*Что требуется:* Сколько человек, не считая автора исследования, вели автоэтнографические дневники наблюдений, согласно фрагменту страницы о повседневности во время пандемии?
─── Фрагмент страницы
Ситуация на начальном этапе пандемии была настолько уникальной и непредсказуемой, что все одновременно вынуждены были учиться бороться (или не бороться) с угрозой заражения коронавирусом, проявлять (или не проявлять) «мировую солидарность», следовать (или не следовать) правилам ВОЗ. Это неизбежно ведёт к «поломкам» социальной реальности [Тёмкина, Здравомыслова, 2000: 21]. Все мы одновременно и «жители планеты во время пандемии», и «учимся» ими быть, воспроизводя ожидаемые модели поведения в повседневных интеракциях. Это не всегда получается. В результате, коммуникация буксует, а рутина разрушается, обнажая «белые пятна» повседневности [Fay et al., 2017]. Или, иными словами, пустоту (nothingness) и бездействие «ничего» (nothing) [Scott, 2018: 5; Green, 2011; Sartre, 1943].
Методология исследования.
Метод сбора данных для данного исследования – автоэтнографические дневники наблюдений (шестнадцать человек, исключая автора исследования). Использованные для эмпирического анализа данные были собраны коллегами в рамках инициативного проекта Гендерной программы Европейского университета в Санкт-Петербурге «Вирусные дневники: хроники повседневности» (2020 г., руководитель проекта А.А. Темкина). Доступ к данным был получен благодаря участию в проекте, по условиям которого, при соблюдении этических норм общего порядка, данные доступны для свободного использования авторами дневников. Поэтому анализ данных проводился в рамках независимого индивидуального исследования. Важно при этом отметить, что дневник автора при анализе не использовался во избежание методологических затруднений.
Инициативный проект включает в себя автоэтнографические дневники, покрывающие временной период с марта по июнь 2020 г. В рамках данного авторского исследования использовалась дневники, собранные на «первом этапе», то есть описывающие повседневность участников исследования с конца марта до середины апреля. Размер анализируемых дневников на момент окончания первого этапа проекта разнился от 2 до 84 страниц, всего – 262 страниц, включая «паспортички», фотографии, иные материалы, добавленные в дневники их авторами, а также непосредственно сами тексты дневников.
──────
─── Предоставленные данные
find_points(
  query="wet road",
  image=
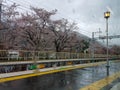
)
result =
(68, 80)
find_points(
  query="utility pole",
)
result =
(0, 9)
(93, 42)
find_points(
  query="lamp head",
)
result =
(107, 14)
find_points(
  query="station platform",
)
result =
(116, 87)
(105, 83)
(38, 72)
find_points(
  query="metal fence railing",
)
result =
(22, 55)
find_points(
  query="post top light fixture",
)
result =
(107, 14)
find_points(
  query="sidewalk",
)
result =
(116, 87)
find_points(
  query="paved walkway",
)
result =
(116, 87)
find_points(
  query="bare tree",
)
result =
(9, 25)
(35, 28)
(62, 30)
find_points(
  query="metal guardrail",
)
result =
(22, 55)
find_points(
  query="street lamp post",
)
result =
(107, 15)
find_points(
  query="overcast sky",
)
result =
(89, 14)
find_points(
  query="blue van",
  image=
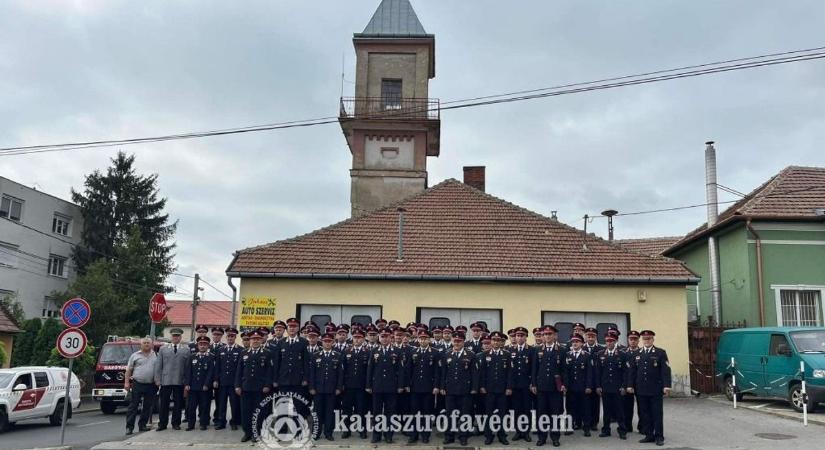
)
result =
(767, 363)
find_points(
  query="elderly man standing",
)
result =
(140, 373)
(173, 359)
──────
*Решение задачи:* Шестнадцать человек.